**TASK INSTRUCTIONS:** Quote the stretch of the records from the line containing "-- select a point on the snow-covered" through the line containing "[(484, 151)]", both lines included, omitting the picture.

───

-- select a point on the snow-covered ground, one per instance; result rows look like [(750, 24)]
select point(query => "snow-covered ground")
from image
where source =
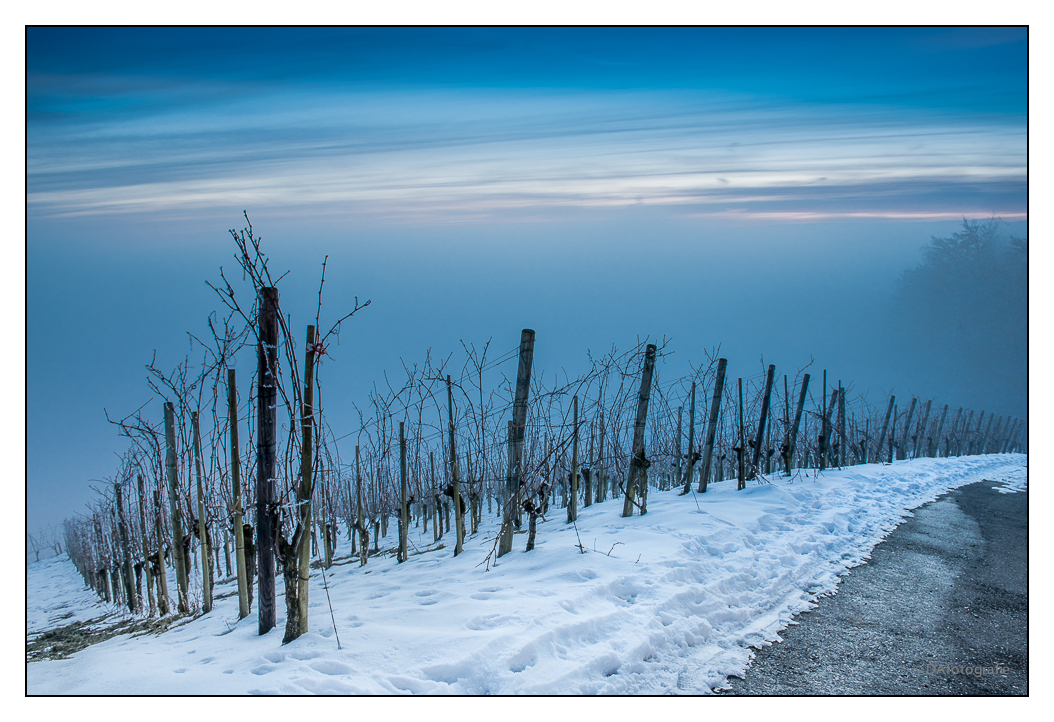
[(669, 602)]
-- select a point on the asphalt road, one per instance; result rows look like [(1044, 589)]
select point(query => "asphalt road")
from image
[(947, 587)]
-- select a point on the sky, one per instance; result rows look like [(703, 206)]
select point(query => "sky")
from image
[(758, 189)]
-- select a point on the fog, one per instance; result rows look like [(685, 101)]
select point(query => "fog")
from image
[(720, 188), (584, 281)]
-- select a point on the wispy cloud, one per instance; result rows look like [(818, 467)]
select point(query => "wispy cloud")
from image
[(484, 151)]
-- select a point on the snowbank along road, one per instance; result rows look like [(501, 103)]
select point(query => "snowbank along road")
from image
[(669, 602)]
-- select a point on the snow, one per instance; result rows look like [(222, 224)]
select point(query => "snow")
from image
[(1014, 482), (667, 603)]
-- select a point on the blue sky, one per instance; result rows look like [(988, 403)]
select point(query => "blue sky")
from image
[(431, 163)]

───

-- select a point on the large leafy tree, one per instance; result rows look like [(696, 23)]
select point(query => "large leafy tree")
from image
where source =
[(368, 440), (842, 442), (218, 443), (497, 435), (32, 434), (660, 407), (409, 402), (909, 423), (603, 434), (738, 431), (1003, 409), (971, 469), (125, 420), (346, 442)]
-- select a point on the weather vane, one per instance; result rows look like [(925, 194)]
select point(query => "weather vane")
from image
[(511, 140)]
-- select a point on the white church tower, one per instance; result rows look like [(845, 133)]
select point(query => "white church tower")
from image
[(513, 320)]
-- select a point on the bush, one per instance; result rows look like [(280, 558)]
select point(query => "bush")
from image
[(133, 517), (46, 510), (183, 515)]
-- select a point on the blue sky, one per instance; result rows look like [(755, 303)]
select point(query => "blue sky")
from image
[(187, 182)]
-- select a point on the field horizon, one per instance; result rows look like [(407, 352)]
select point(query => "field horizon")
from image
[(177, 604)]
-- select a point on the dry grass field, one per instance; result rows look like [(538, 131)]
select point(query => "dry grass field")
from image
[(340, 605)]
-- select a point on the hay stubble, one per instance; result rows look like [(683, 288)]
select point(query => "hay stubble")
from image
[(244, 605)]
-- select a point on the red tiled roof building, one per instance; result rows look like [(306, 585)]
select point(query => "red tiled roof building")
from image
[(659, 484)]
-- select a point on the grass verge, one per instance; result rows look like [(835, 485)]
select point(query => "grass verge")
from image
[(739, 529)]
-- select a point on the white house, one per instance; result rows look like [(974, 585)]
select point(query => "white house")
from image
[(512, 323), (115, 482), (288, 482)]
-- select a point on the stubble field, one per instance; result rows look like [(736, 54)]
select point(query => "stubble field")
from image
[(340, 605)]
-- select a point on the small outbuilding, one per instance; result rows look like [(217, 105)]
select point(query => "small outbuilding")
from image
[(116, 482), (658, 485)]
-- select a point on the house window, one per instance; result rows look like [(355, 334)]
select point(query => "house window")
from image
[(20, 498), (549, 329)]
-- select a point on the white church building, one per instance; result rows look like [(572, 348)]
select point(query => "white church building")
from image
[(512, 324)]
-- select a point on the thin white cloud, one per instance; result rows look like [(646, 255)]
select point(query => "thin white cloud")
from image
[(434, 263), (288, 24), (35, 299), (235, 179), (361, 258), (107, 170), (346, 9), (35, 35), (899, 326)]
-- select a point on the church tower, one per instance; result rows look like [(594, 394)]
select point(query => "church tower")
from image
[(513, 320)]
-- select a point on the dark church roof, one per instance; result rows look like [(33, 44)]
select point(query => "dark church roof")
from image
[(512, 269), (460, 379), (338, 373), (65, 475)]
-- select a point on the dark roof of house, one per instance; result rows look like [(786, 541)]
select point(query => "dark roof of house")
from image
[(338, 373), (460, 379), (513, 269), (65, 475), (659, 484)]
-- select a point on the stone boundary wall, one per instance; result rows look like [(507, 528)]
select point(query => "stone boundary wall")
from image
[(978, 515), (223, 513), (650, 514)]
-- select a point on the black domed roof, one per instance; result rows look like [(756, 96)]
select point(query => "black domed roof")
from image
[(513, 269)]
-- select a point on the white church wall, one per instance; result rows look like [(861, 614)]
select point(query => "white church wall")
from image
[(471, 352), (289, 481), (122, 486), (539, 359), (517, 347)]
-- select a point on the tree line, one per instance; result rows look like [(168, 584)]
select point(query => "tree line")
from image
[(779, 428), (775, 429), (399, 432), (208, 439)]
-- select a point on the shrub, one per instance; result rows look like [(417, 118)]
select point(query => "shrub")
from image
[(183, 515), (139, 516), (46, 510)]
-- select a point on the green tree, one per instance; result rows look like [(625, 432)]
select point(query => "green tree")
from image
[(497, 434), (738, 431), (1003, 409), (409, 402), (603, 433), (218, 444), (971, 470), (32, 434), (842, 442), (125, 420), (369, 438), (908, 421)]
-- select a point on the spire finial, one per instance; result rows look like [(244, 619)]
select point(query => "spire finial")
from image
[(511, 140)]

───

**RESULT:**
-- select a point on the snow-covered ground, one per instance; result rows look like [(750, 24)]
select point(query => "snow-covered ground")
from image
where source =
[(669, 602)]
-- select a point on the asphalt road, one per instance; result rows look like [(1044, 589)]
select point(query => "asphalt road")
from image
[(947, 587)]
-- select a point on the sky, one per instance; result rows look like [(703, 206)]
select point(query => "sky")
from image
[(758, 189)]
-- select a point on the fog, one per instance; result rows look like [(685, 101)]
select point(query => "fog")
from image
[(720, 188), (584, 281)]
-- select a point on the wispy cloud, one per instance; result rows look like [(818, 467)]
select point(query => "wispy cloud")
from image
[(484, 151)]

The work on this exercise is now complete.